* _WHAT THE TASK REQUIRES_
Word for word, copy all the data and drop the pictures.

* _Recorded data_
>> Begin

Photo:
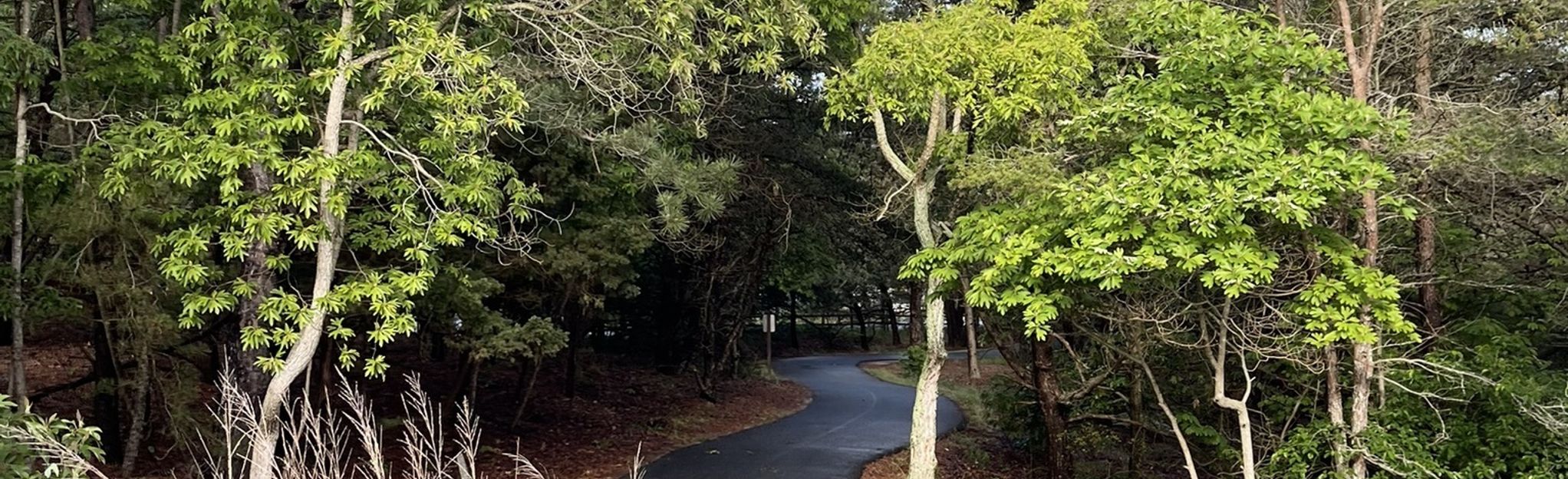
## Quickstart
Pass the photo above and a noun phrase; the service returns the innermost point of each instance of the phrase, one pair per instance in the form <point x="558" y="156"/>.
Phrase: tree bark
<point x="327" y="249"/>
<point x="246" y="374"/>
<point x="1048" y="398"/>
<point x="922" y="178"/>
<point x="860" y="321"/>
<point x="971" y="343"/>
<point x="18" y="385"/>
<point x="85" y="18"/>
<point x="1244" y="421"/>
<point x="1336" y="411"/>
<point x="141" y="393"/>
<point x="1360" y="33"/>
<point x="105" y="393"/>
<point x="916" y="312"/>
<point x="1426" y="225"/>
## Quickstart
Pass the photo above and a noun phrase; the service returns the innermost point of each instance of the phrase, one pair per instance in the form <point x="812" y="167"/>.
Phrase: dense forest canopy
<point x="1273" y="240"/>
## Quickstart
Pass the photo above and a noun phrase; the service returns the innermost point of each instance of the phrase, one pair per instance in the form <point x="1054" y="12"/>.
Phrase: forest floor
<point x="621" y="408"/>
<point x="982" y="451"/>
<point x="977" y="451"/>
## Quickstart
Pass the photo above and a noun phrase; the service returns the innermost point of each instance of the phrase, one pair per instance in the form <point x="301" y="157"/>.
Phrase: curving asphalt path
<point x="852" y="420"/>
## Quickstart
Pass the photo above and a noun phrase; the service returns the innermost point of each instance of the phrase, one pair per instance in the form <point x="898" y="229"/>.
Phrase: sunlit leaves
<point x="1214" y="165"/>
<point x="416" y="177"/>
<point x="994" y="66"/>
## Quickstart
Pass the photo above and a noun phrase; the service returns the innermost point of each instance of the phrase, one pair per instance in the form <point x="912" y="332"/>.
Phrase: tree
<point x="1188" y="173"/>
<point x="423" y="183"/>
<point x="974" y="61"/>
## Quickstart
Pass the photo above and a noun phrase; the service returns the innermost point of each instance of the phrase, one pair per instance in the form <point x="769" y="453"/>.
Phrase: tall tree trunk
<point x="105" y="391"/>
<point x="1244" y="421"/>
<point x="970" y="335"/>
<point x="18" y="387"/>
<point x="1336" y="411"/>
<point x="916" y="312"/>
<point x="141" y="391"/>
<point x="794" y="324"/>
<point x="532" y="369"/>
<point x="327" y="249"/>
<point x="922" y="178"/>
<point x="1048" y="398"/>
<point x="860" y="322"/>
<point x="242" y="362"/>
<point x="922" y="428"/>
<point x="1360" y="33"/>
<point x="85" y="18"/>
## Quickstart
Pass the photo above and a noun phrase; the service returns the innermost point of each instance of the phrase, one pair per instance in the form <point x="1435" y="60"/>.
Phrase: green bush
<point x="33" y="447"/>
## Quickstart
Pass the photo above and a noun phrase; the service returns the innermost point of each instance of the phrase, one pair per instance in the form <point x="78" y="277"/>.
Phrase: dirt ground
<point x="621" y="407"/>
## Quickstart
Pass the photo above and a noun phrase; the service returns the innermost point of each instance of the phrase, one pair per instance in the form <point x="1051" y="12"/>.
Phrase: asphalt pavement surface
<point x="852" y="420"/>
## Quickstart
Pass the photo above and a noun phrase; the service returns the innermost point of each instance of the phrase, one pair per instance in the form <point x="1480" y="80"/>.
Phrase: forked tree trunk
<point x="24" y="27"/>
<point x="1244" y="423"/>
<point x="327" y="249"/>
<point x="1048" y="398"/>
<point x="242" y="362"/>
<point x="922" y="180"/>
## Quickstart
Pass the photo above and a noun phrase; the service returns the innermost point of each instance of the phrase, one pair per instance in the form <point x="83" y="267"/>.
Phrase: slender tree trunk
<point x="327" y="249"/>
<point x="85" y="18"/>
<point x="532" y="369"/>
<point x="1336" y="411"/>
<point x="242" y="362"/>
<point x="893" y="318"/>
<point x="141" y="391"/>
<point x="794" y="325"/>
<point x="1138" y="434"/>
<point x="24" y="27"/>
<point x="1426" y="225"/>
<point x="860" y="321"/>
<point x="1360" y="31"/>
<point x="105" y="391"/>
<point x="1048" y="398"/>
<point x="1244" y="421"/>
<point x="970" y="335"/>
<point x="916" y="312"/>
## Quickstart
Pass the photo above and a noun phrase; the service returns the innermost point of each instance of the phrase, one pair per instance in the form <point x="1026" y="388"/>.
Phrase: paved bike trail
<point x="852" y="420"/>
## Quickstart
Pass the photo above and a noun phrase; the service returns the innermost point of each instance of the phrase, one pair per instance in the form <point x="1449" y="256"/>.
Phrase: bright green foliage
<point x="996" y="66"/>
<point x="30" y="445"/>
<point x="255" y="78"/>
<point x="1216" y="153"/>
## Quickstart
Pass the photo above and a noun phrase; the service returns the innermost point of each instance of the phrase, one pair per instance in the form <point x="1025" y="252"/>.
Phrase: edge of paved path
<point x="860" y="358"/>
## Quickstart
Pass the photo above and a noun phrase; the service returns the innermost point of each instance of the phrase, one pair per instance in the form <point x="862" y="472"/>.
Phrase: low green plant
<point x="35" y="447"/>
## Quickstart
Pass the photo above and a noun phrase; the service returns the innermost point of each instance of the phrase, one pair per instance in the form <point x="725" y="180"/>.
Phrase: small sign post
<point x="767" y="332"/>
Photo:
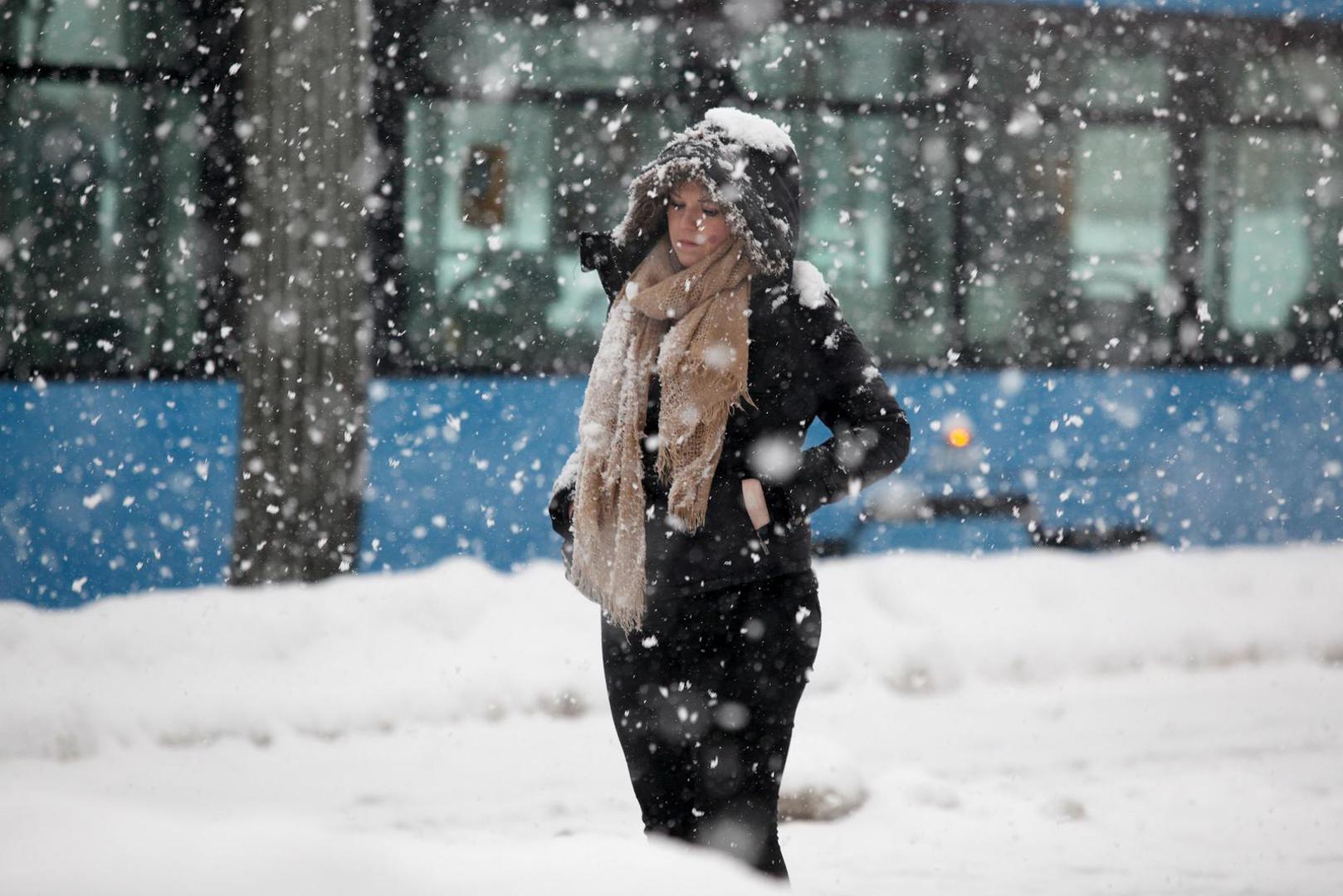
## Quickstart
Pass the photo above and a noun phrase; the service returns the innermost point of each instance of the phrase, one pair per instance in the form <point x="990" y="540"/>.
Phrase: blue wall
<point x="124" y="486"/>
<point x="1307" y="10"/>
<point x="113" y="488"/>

>> End

* _RESPONSE BELOW_
Photo:
## Quickstart
Pass the photo above and a noun phrase; the service returns the innermost point of each instance of the phrase, one pair per instance in the form <point x="558" y="156"/>.
Phrase: tree bark
<point x="327" y="249"/>
<point x="246" y="374"/>
<point x="1048" y="398"/>
<point x="922" y="178"/>
<point x="860" y="321"/>
<point x="971" y="343"/>
<point x="18" y="385"/>
<point x="85" y="18"/>
<point x="1244" y="421"/>
<point x="1336" y="411"/>
<point x="141" y="393"/>
<point x="1360" y="33"/>
<point x="105" y="393"/>
<point x="916" y="312"/>
<point x="1426" y="225"/>
## Quickstart
Pass the photo above and a noun phrase; the service returns the innermost point of each instance of the phrase, one pair per instance in the form <point x="812" y="167"/>.
Phrase: dense forest canopy
<point x="1273" y="240"/>
## Quickstart
Pass the photo above and a noun phrase; the service returns the innermost point of each instance of the phrase, one pair per instance in the form <point x="1054" y="12"/>.
Phrase: forest floor
<point x="621" y="408"/>
<point x="982" y="451"/>
<point x="977" y="451"/>
## Quickstart
Pass the photo above and a noun phrase; the service returns the innermost point of each instance of the phrase, one pair per instance in the form <point x="301" y="157"/>.
Phrase: curving asphalt path
<point x="852" y="420"/>
## Quickstart
Pass the photo above and a noun phrase; the service returns the innermost point of each instance of the phrase, one pair per instance in the form <point x="898" y="229"/>.
Phrase: sunlit leaves
<point x="1214" y="165"/>
<point x="416" y="177"/>
<point x="994" y="66"/>
## Quickstart
Pass the photo above and a noun phrase; the service returns the innermost point of each instance of the phrase, one pair per instance in the form <point x="912" y="332"/>.
Phrase: tree
<point x="1188" y="173"/>
<point x="423" y="183"/>
<point x="974" y="61"/>
## Quickstart
Pass the photo above and a noun phrase; the service returns the innermost point of each instance of the phrase, one pair per instance in the form <point x="769" y="453"/>.
Phrase: tall tree trunk
<point x="105" y="391"/>
<point x="1244" y="421"/>
<point x="970" y="335"/>
<point x="18" y="387"/>
<point x="1336" y="411"/>
<point x="916" y="312"/>
<point x="141" y="391"/>
<point x="794" y="324"/>
<point x="532" y="369"/>
<point x="327" y="249"/>
<point x="922" y="178"/>
<point x="1048" y="398"/>
<point x="860" y="322"/>
<point x="242" y="362"/>
<point x="922" y="428"/>
<point x="1360" y="33"/>
<point x="85" y="18"/>
## Quickstart
Pass the photo above and a noun phrase; the service returns the innermost point of each instance of the phrase, one pair per instance in the form <point x="1435" y="60"/>.
Phrase: green bush
<point x="33" y="447"/>
## Quickstart
Pass the photo above and a noun phrase; the service returns the innermost point of each instance of the phrase, one pair per instance in the form <point x="78" y="277"/>.
Phrase: dirt ground
<point x="621" y="407"/>
## Quickstart
Pass the photo above and a noun phrase; the service returns the innermost point of each instance of the phrase, one pair per instance in the form <point x="1051" y="12"/>.
Phrase: asphalt pavement surface
<point x="852" y="420"/>
## Quickstart
Pass the photo above and a noun phrase; the service returns the innermost point of each instance of the phrase, one pair per instance in the form <point x="1480" y="80"/>.
Phrase: forked tree trunk
<point x="24" y="27"/>
<point x="1244" y="423"/>
<point x="327" y="249"/>
<point x="1048" y="398"/>
<point x="242" y="362"/>
<point x="922" y="180"/>
## Quickstart
Pass the photo above and a noun phrase; the service returns the innermost point of each instance of the phrase, one pair per instance in the form <point x="83" y="267"/>.
Phrase: slender tree trunk
<point x="327" y="249"/>
<point x="85" y="18"/>
<point x="532" y="369"/>
<point x="1336" y="411"/>
<point x="242" y="362"/>
<point x="893" y="318"/>
<point x="141" y="391"/>
<point x="794" y="325"/>
<point x="1138" y="434"/>
<point x="24" y="27"/>
<point x="1426" y="225"/>
<point x="860" y="321"/>
<point x="1360" y="31"/>
<point x="105" y="391"/>
<point x="1048" y="398"/>
<point x="1244" y="421"/>
<point x="970" y="335"/>
<point x="916" y="312"/>
## Quickstart
Pass the photo above and a noun phrase; the service returns the innermost point of each instance of the phrase, one pair per instance in the form <point x="1026" y="388"/>.
Phrase: paved bike trail
<point x="852" y="420"/>
## Quickstart
Pass the photo above and a noun phrase; the service returns the innermost point of each instance of the phrase, one pair per instance in the form <point x="1449" y="256"/>.
Phrase: bright green foliage
<point x="996" y="66"/>
<point x="30" y="445"/>
<point x="255" y="78"/>
<point x="1216" y="153"/>
## Quickstart
Pass the photo above and a noun phrase; the service returns the innermost point of each instance of the phrase, one pair per instance in the form <point x="1025" y="252"/>.
Phrase: edge of paved path
<point x="860" y="358"/>
## Quickstart
Pass the photo above and a noun phrase; the service returns the innermost point of each instance of the phrase, one pair per instance in the form <point x="862" y="472"/>.
Phrase: low green plant
<point x="35" y="447"/>
## Quickstart
Pass the photo above and a noun phrase; the service returns the innermost point of each instance of the phrase, one pair per instance in the form <point x="725" y="180"/>.
Phrase: small sign post
<point x="767" y="332"/>
Photo:
## Quickstart
Pass the photo above and a noun phrase; the service returns the innermost point of each instance of the phrase, one pair per instance in the form <point x="990" y="540"/>.
Phrase: blue wall
<point x="124" y="486"/>
<point x="1307" y="10"/>
<point x="113" y="488"/>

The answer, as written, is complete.